Bei Mallorca denken wir an Sonne und Meer, an Touristen, Ballermann, überfüllte Strände und reservierte Liegen. Bei Finca sind wir weit weg von diesem Urlaubsidyll, denn hier geht es um die Ernte von Südfrüchten und deren Lieferung quer über die ganze Insel.
Die Ernte läuft nun nicht auf irgendwelchen Plantagen ab, sondern auf einem Windrad. Dieses besteht aus zwölf Plättchen, die jeweils eine Frucht zeigen. Und weil es sechs verschiedene Früchte gibt, kommt jede Frucht doppelt vor.
Um an die Früchte zu gelangen, haben wir in Abhängigkeit von der Spielerzahl drei bis fünf Bauern, dargestellt durch einfache Spielfiguren in bis zu vier Farben. Durch Einsetzrunden gelangen sie auf das Windrad. Dabei stelle ich einen Bauern auf ein Feld des Windrades und nehme mir die Frucht, die auf dem Plättchen abgebildet ist.

--- Aufgabe a ---
Zitiere sämtliche Einträge zur Positionsmarkierung Zeile für Zeile und ohne jede Änderung.
Der Text und die Einträge haben inhaltlich nichts miteinander zu tun.

Einträge zur Positionsmarkierung
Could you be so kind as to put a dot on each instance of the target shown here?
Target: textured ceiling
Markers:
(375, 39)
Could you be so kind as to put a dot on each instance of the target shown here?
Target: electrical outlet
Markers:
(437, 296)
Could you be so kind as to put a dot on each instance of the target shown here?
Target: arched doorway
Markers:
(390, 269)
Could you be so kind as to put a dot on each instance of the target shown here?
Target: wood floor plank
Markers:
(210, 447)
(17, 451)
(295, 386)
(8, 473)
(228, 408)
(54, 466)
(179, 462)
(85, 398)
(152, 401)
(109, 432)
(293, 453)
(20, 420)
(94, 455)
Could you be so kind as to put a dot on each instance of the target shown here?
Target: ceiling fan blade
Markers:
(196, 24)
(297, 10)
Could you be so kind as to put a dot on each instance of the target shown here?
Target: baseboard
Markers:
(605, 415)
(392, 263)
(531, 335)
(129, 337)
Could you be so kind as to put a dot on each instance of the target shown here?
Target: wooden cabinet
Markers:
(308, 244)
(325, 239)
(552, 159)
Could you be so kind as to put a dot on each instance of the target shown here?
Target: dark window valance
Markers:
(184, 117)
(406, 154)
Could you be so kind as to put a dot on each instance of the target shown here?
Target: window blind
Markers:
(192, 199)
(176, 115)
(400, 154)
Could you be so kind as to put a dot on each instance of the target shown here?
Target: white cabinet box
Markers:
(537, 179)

--- Aufgabe b ---
Führe den Text über das Spiel Finca im Anschluss an seinen letzten Satz weiter.

--- Richtige Antwort a ---
Could you be so kind as to put a dot on each instance of the target shown here?
Target: textured ceiling
Markers:
(375, 39)
Could you be so kind as to put a dot on each instance of the target shown here?
Target: electrical outlet
Markers:
(437, 296)
Could you be so kind as to put a dot on each instance of the target shown here?
Target: arched doorway
Markers:
(390, 269)
Could you be so kind as to put a dot on each instance of the target shown here?
Target: wood floor plank
Markers:
(210, 447)
(17, 451)
(295, 386)
(8, 473)
(228, 408)
(54, 466)
(179, 462)
(85, 398)
(152, 401)
(109, 432)
(293, 453)
(20, 420)
(94, 455)
Could you be so kind as to put a dot on each instance of the target shown here?
Target: ceiling fan blade
Markers:
(196, 24)
(297, 10)
Could you be so kind as to put a dot on each instance of the target shown here?
Target: baseboard
Markers:
(605, 415)
(392, 263)
(531, 335)
(129, 337)
Could you be so kind as to put a dot on each instance of the target shown here?
Target: wooden cabinet
Markers:
(308, 244)
(325, 239)
(552, 159)
Could you be so kind as to put a dot on each instance of the target shown here?
Target: dark window valance
Markers:
(184, 117)
(406, 154)
Could you be so kind as to put a dot on each instance of the target shown here?
Target: window blind
Markers:
(192, 199)
(176, 115)
(400, 154)
Could you be so kind as to put a dot on each instance of the target shown here?
Target: white cabinet box
Markers:
(537, 179)

--- Richtige Antwort b ---
Um später an weitere Früchte zu gelangen, bewege ich einen meiner Bauern. Ich schaue, wie viele Bauern - eigene und fremde - auf seinem Plättchen stehen. So viele Felder zieht der Bauer im Uhrzeigersinn auf dem Windrad weiter. Die Früchte, die ich bekomme, werden durch das Zielplättchen bestimmt; die Anzahl ergibt sich aus der dort befindlichen Zahl von Bauern. Immer wenn ich zusätzlich die horizontale Linie des Windrades überquere, bekomme ich noch einen Eselskarren. Zwei Mal im Spiel kann ich einen Ausnahmezug machen: Zum einen darf ich dann einen Doppelzug machen, zum anderen kann ein Bauer auf ein beliebiges Plättchen gestellt werden.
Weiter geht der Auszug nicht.